# Your instructions:
Look for the line containing "Target: paved road" in the listing below. Retype that line and every subsequent line through the last one, and only those.

# Records for the task:
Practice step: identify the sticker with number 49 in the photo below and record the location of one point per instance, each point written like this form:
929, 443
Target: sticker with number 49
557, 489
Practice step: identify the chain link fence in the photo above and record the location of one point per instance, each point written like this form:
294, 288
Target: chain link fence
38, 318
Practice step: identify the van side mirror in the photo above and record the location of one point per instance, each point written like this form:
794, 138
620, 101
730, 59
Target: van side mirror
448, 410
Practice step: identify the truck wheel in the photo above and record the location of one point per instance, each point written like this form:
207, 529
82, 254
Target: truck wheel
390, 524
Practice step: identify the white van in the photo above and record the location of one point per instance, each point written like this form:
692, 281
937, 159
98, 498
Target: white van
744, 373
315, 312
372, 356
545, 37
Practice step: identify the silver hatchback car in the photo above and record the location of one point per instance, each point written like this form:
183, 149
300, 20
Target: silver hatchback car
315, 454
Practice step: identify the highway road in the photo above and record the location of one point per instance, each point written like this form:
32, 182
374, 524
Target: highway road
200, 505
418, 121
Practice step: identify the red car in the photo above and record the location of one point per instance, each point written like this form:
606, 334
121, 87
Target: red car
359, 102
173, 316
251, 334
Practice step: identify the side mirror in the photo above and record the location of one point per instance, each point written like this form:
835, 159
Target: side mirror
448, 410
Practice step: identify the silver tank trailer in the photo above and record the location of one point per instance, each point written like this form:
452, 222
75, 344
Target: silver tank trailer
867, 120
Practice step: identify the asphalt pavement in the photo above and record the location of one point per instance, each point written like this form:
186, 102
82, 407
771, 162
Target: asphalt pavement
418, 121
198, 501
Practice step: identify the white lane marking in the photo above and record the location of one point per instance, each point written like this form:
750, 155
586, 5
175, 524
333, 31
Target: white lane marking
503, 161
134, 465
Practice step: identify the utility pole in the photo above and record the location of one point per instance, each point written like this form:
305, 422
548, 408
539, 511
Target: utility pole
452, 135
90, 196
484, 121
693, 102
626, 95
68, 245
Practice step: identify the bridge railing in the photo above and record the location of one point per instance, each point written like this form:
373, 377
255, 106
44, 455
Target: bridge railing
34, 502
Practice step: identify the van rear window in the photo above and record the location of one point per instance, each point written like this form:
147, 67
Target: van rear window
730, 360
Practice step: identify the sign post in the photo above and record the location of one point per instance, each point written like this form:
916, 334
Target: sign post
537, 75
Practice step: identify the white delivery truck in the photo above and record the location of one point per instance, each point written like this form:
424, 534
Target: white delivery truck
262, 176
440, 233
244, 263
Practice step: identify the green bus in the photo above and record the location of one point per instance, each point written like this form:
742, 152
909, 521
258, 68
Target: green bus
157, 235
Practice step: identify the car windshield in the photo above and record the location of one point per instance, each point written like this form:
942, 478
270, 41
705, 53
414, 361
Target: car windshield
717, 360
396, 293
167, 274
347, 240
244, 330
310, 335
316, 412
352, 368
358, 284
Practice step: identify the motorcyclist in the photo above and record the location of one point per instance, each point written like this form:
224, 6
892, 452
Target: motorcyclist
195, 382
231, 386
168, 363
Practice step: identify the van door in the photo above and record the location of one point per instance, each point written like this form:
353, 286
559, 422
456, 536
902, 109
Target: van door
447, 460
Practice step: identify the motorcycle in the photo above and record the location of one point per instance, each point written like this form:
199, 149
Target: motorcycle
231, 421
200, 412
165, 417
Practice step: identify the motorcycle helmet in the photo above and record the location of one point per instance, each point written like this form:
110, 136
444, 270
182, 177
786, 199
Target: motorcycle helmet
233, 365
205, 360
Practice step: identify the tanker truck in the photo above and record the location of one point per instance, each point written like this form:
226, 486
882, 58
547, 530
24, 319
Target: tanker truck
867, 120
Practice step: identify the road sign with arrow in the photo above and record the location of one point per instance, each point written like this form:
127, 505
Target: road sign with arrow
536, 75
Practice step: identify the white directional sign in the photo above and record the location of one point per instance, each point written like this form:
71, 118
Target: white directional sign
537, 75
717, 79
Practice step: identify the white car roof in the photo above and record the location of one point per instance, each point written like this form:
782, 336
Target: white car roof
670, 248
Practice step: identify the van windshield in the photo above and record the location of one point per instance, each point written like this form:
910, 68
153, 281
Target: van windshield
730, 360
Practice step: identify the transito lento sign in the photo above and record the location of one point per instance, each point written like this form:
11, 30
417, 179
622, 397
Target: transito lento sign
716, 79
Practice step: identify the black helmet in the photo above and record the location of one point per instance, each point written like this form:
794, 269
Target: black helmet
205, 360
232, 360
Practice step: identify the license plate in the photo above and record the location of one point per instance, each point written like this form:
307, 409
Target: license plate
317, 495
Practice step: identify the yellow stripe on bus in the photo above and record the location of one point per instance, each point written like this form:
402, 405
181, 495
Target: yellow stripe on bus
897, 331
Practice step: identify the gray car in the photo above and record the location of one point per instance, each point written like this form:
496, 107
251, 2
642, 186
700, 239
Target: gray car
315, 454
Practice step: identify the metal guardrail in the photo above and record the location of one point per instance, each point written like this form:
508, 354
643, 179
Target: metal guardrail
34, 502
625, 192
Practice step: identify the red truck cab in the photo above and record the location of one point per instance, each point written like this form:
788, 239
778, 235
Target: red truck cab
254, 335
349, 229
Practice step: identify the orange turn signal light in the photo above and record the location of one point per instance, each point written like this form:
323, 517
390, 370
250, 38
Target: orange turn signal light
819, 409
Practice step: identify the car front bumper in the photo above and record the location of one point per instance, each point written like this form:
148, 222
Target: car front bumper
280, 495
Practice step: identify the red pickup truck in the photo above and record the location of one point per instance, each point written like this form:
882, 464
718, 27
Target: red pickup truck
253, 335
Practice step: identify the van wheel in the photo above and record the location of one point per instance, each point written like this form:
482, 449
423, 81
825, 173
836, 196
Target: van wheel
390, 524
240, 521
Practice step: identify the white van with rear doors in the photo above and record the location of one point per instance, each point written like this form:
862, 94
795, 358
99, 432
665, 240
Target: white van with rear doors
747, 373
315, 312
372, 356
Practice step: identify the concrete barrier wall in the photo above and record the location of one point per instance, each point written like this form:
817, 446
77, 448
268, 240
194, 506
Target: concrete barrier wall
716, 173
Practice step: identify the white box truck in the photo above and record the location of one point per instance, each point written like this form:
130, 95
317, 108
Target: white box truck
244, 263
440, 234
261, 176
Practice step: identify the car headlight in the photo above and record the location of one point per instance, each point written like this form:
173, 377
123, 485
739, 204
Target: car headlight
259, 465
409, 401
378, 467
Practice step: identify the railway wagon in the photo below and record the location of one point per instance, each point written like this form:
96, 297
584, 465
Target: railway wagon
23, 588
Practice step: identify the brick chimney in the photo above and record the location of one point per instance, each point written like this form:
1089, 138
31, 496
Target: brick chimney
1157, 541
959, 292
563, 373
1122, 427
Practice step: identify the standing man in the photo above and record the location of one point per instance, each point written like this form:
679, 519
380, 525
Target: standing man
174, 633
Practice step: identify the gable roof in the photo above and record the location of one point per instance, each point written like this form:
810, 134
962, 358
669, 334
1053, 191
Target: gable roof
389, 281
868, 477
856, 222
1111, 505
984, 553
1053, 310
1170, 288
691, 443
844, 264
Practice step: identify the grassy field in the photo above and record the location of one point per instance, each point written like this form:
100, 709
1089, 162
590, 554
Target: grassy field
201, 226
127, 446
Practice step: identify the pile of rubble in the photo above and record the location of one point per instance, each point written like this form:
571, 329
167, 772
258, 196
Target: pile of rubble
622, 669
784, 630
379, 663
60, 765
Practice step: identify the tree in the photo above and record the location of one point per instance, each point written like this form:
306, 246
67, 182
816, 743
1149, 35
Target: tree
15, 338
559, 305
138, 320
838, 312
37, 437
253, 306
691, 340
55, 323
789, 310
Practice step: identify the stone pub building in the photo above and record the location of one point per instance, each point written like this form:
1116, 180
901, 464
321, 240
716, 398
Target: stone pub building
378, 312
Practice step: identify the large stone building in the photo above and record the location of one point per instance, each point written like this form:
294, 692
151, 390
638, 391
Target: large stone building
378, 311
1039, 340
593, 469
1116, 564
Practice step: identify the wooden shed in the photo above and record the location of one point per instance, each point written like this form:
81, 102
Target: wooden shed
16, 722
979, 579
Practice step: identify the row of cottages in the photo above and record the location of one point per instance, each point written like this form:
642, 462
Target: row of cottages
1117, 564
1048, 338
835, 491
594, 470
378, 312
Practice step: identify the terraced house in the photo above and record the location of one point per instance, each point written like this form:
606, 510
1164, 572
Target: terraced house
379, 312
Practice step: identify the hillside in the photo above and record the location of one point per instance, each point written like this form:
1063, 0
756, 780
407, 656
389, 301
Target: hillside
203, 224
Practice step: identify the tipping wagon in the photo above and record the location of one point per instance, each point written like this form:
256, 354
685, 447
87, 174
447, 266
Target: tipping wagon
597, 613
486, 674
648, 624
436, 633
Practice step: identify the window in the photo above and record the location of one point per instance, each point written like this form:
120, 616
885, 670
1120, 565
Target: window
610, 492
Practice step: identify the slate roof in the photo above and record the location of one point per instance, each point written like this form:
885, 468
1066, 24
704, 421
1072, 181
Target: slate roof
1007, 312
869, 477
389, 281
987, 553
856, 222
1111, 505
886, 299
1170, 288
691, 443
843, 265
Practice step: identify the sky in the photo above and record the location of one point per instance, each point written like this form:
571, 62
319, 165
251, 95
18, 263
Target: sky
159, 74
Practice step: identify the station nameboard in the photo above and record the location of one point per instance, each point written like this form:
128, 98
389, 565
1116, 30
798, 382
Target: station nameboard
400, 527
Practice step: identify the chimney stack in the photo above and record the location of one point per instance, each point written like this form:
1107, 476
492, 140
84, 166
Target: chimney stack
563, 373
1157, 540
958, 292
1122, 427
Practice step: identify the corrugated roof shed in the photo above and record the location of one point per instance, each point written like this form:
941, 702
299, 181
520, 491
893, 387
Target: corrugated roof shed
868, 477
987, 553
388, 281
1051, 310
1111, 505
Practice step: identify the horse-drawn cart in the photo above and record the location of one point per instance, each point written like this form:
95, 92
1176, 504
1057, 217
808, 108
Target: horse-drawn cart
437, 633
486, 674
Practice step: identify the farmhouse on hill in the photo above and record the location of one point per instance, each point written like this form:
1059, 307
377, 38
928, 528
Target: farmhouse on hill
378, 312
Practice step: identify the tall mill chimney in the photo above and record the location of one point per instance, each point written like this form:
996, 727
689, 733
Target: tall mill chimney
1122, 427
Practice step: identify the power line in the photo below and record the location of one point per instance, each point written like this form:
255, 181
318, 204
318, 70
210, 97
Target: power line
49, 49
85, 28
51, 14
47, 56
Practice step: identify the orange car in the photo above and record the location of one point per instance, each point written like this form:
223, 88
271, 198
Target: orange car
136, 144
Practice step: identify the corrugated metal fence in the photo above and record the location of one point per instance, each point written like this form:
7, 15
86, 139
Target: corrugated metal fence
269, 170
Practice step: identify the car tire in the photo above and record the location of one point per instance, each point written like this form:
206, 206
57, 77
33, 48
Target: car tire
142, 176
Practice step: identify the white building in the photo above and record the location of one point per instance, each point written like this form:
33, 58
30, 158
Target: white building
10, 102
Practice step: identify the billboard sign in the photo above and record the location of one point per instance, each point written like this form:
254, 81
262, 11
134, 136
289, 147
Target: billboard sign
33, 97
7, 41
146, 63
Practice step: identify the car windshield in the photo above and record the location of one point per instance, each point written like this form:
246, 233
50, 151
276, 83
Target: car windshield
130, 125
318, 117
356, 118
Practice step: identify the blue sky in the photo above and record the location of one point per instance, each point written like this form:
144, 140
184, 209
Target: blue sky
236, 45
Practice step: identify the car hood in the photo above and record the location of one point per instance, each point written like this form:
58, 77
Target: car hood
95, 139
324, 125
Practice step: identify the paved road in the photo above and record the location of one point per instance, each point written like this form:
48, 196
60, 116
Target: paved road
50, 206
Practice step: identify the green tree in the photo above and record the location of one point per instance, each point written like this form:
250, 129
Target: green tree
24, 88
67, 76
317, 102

# Exercise output:
Target: paved road
50, 206
Practice step: identify the green tree in the photo above and record the location of one point per instance, each point written like this form:
250, 129
Target: green tree
24, 88
67, 76
317, 102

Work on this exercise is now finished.